Stated goal 1: In the records, replace "Dataset curation" with "Data labeling" throughout the stretch from the first line through the line containing "237, 618, 494]]", both ends included, and write out those lines again with nothing else changed.

═══ Passage to read ═══

In the following detailed description, various aspects of the illustrative implementations will be described using terms commonly employed by those skilled in the art to convey the substance of their work to others skilled in the art.
The terms “substantially,” “close,” “approximately,” “near,” and “about,” generally refer to being within +/−20% of a target value as described herein or as known in the art. Similarly, terms indicating orientation of various elements, e.g., “coplanar,” “perpendicular,” “orthogonal,” “parallel,” or any other angle between the elements, generally refer to being within +/−5-20% of a target value as described herein or as known in the art.
In addition, the terms “comprise,” “comprising,” “include,” “including,” “have,” “having” or any other variation thereof, are intended to cover a non-exclusive inclusion. For example, a method, process, or device, that comprises a list of elements is not necessarily limited to only those elements but may include other elements not expressly listed or inherent to such method, process, or device. Also, the term “or” refers to an inclusive “or” and not to an exclusive “or.”
The systems, methods and devices of this disclosure each have several innovative aspects, no single one of which is solely responsible for all desirable attributes disclosed herein. Details of one or more implementations of the subject matter described in this specification are set forth in the description and the accompanying drawings.

═══ Given records ═══

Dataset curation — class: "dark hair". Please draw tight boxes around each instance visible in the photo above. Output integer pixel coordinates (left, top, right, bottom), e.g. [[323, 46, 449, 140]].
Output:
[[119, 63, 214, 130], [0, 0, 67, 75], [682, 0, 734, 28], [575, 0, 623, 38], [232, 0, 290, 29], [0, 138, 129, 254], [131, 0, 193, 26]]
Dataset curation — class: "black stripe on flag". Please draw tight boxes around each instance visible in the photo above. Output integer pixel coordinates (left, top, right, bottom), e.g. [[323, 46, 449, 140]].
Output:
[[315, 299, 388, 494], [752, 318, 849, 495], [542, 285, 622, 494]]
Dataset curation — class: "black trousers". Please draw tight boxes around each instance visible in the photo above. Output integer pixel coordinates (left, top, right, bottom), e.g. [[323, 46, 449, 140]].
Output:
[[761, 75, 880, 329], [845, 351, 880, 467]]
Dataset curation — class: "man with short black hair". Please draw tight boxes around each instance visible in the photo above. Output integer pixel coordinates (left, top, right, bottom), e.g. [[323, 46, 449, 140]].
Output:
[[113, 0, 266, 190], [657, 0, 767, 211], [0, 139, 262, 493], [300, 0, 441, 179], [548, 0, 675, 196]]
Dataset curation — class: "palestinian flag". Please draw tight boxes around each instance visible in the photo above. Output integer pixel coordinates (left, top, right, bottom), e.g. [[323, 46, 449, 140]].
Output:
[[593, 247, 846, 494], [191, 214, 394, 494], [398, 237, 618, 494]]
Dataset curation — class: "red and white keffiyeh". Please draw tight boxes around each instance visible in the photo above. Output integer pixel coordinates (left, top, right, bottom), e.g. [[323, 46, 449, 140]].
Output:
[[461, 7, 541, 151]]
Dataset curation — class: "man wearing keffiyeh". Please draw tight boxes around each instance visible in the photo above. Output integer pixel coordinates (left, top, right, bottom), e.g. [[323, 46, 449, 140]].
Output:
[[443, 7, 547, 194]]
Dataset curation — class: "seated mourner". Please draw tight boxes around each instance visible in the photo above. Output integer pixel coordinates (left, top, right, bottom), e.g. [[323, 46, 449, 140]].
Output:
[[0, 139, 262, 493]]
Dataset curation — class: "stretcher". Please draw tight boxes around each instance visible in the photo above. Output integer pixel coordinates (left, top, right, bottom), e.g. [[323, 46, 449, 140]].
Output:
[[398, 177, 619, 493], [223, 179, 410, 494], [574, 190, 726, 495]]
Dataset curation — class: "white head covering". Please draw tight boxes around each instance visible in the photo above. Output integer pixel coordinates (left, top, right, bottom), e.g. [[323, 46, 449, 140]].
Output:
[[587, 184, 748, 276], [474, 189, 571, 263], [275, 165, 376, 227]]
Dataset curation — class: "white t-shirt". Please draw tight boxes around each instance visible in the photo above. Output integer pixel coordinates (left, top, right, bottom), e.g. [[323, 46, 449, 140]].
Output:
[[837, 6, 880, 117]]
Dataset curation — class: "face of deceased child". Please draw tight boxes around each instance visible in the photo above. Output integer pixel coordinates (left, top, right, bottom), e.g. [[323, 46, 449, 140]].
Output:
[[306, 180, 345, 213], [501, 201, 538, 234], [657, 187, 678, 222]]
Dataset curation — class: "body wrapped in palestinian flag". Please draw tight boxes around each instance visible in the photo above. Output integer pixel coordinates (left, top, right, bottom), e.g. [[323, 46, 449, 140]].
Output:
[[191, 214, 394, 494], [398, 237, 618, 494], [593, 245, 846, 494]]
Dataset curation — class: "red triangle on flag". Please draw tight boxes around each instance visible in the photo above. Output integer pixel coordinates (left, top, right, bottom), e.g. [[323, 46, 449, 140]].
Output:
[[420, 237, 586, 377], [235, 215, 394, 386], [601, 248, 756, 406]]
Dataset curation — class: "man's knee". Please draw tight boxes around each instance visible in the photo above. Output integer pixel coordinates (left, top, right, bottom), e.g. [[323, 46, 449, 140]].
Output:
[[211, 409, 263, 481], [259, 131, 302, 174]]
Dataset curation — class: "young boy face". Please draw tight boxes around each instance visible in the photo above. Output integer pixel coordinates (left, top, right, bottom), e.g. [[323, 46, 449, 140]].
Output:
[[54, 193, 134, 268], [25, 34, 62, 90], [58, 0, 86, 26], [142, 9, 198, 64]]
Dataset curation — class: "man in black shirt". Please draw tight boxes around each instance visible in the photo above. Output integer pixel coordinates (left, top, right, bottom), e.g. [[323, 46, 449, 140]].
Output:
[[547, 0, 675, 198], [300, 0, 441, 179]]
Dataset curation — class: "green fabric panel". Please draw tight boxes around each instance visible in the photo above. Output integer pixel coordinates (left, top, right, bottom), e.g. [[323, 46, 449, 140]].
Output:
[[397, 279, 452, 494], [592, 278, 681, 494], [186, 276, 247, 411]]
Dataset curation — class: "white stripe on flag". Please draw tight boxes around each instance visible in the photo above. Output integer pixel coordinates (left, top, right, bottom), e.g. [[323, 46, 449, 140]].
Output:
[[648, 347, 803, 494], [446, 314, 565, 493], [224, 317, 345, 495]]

═══

Stated goal 2: Extend the passage on this disclosure's terms and conventions, picking up right after its last sentence.

Response 1:
Data labeling — class: "dark hair". Please draw tight boxes around each instance visible in the photo above. Output integer pixel coordinates (left, top, right, bottom), e.g. [[323, 46, 449, 140]].
Output:
[[119, 63, 214, 130], [0, 0, 67, 75], [682, 0, 734, 28], [575, 0, 623, 38], [232, 0, 290, 29], [0, 138, 129, 254], [131, 0, 193, 26]]
Data labeling — class: "black stripe on flag". Please draw tight boxes around each instance visible in the photo above. Output integer pixel coordinates (left, top, right, bottom), e.g. [[323, 46, 449, 140]].
Output:
[[315, 299, 388, 494], [752, 318, 849, 495], [542, 285, 622, 494]]
Data labeling — class: "black trousers". Please draw tight boxes around each instance visible in the photo above. Output integer pixel coordinates (left, top, right, bottom), e.g. [[323, 46, 449, 140]].
Output:
[[761, 75, 880, 329], [845, 351, 880, 467]]
Data labeling — class: "man with short black hair". Please draw tight boxes around each instance visible in the photo above. Output integer pixel coordinates (left, top, right, bottom), e.g. [[323, 46, 449, 140]].
Output:
[[113, 0, 266, 190], [657, 0, 767, 211], [0, 139, 262, 493], [300, 0, 441, 179], [548, 0, 675, 196]]
Data labeling — class: "palestinian flag". Please draw tight boxes around each instance visible in the photo above. Output integer pixel coordinates (left, top, right, bottom), e.g. [[323, 46, 449, 140]].
Output:
[[593, 247, 846, 494], [191, 214, 394, 494], [398, 237, 618, 494]]

Response 2:
Claims

What is claimed is:

1. A method, comprising:

inputting one or more frame-wise inputs associated with a sequence of video frames into a temporal convolutional network;

generating, using the temporal convolutional network, one or more frame-wise features based on the one or more frame-wise inputs;

generating a graph comprising one or more nodes and one or more edges based on the one or more frame-wise features, wherein a node corresponds to a video frame, and an edge connecting two nodes represents a connection between frame-wise features of two video frames;

inputting the graph into a graph neural network; and

generating, using the graph neural network, one or more predictions for the one or more nodes of the graph.

2. The method of claim 1, wherein the one or more frame-wise inputs associated with a sequence of video frames comprises:

a first frame-wise input comprising a first vector of features extracted from a first frame in the sequence of video frames; and

a second frame-wise input comprising a second vector of features extracted from a second frame in the sequence of video frames.

3. The method of claim 1, wherein the one or more frame-wise inputs associated with a sequence of frames comprises:

a first frame-wise input comprising a first frame in the sequence of video frames; and

a second frame-wise input comprising a second frame in the sequence of video frames.

4. The method of claim 1, further comprising:

inputting the sequence of video frames into a three-dimensional convolutional neural network; and

generating, using the three-dimensional convolution neural network, the one or more frame-wise inputs.

5. The method of claim 1, wherein the one or more frame-wise features are generated by a second-to-the-last layer of the temporal convolutional network.

6. The method of claim 1, wherein generating the graph further comprises:

generating the graph further based on the one or more frame-wise inputs.

7. The method of claim 1, wherein generating the graph comprises:

comparing first frame-wise features corresponding to a first video frame with second frame-wise features corresponding to a second video frame; and

connecting a first node in the graph corresponding to the first video frame and a second node in the graph corresponding to the second video frame with a first edge based on the comparing.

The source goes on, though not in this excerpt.